> What the exercise asks
All of the listing below must be repeated word for word. Pictures are the only thing to omit.

> Items
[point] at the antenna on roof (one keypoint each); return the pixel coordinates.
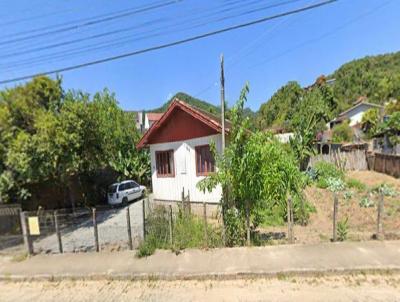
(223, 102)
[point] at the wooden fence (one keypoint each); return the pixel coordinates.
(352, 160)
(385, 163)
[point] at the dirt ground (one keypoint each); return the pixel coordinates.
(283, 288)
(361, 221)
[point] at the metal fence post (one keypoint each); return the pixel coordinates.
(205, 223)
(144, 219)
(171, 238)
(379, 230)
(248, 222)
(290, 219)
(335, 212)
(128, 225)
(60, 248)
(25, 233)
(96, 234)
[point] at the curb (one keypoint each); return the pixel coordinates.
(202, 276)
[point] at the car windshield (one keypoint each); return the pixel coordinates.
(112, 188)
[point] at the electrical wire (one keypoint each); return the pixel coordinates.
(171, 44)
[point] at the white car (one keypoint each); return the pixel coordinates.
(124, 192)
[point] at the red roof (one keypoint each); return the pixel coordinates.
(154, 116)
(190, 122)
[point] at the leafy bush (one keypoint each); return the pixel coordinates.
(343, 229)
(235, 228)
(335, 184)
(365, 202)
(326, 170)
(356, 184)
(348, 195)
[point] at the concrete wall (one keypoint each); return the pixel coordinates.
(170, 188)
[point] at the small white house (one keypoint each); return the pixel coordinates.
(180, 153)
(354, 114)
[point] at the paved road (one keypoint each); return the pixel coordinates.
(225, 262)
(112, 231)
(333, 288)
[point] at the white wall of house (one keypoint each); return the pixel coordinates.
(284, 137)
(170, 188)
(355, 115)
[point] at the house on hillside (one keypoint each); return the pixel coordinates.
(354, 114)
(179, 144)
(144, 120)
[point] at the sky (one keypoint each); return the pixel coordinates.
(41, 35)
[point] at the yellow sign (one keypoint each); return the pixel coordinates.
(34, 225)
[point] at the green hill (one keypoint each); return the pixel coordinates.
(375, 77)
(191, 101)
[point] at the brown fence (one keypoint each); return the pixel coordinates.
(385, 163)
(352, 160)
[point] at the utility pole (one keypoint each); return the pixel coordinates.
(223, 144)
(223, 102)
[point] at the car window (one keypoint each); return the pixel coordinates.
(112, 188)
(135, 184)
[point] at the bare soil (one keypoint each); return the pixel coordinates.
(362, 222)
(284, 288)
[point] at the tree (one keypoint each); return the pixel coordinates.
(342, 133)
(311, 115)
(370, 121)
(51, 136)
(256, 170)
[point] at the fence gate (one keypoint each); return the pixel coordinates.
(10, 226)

> Problem solution
[point] at the antenna on roof (one keypoint each); return the pixel coordinates.
(223, 102)
[point] at the wooden fence (one keypoint each); return the pixel coordinates.
(352, 160)
(385, 163)
[point] at the dirt ground (one keypoint each); return the pixel coordinates.
(283, 288)
(361, 221)
[point] at the metal fence post (one keypoint each); return the pixel coordinates.
(205, 223)
(144, 219)
(171, 238)
(379, 230)
(248, 222)
(290, 219)
(335, 212)
(128, 225)
(60, 248)
(25, 233)
(96, 234)
[point] at the curb (one keypoint each); return the pixel coordinates.
(202, 276)
[point] at the car windshield (one keypoint each); return the pixel coordinates.
(112, 188)
[point] at the electrical wire (one keypoint each); return the pixel coordinates.
(171, 44)
[point] at the white car (one keypoint each); return the pixel coordinates.
(124, 192)
[point] at the red roof (one keypoint each); return the pixel coordinates.
(154, 116)
(190, 122)
[point] at the leafy bush (one keypoint each); return the pixel coordinates.
(343, 229)
(235, 228)
(335, 184)
(365, 202)
(326, 170)
(356, 184)
(348, 195)
[point] at the concrete wall (one keypoint each); return the pixel coordinates.
(170, 188)
[point] at the small white house (one keypoint each); return the pixel coordinates.
(180, 153)
(354, 114)
[point] at the paved road (one keypoint each); return the pixel coordinates.
(225, 262)
(112, 231)
(333, 288)
[point] at the white wall of house (one keypoint each); return the pixel coordinates.
(284, 137)
(170, 188)
(355, 115)
[point] at the house on hillside (one keypoint each); return the pixel coordinates.
(354, 114)
(179, 144)
(144, 120)
[point] at the sky (one keypoint each); return the pixel coordinates.
(41, 35)
[point] at the yellow sign (one keypoint each); return the pixel coordinates.
(34, 225)
[point] at the green hill (one keypoint each); return the pixel coordinates.
(375, 77)
(191, 101)
[point] at the brown fence (one keypoint each); return the pixel coordinates.
(385, 163)
(352, 160)
[point] at the utility pole (one keypoint each); return the pixel coordinates.
(223, 144)
(223, 102)
[point] at the car window (one keypoint each); return the pixel coordinates.
(112, 188)
(135, 184)
[point] at the bare soil (one keypoint each); return the pixel coordinates.
(362, 222)
(284, 288)
[point] at the tree (one keypoint each); return the pixel coordinates.
(342, 133)
(311, 115)
(370, 121)
(51, 136)
(256, 170)
[point] at the fence gate (one keypoint each); return the pixel coordinates.
(10, 226)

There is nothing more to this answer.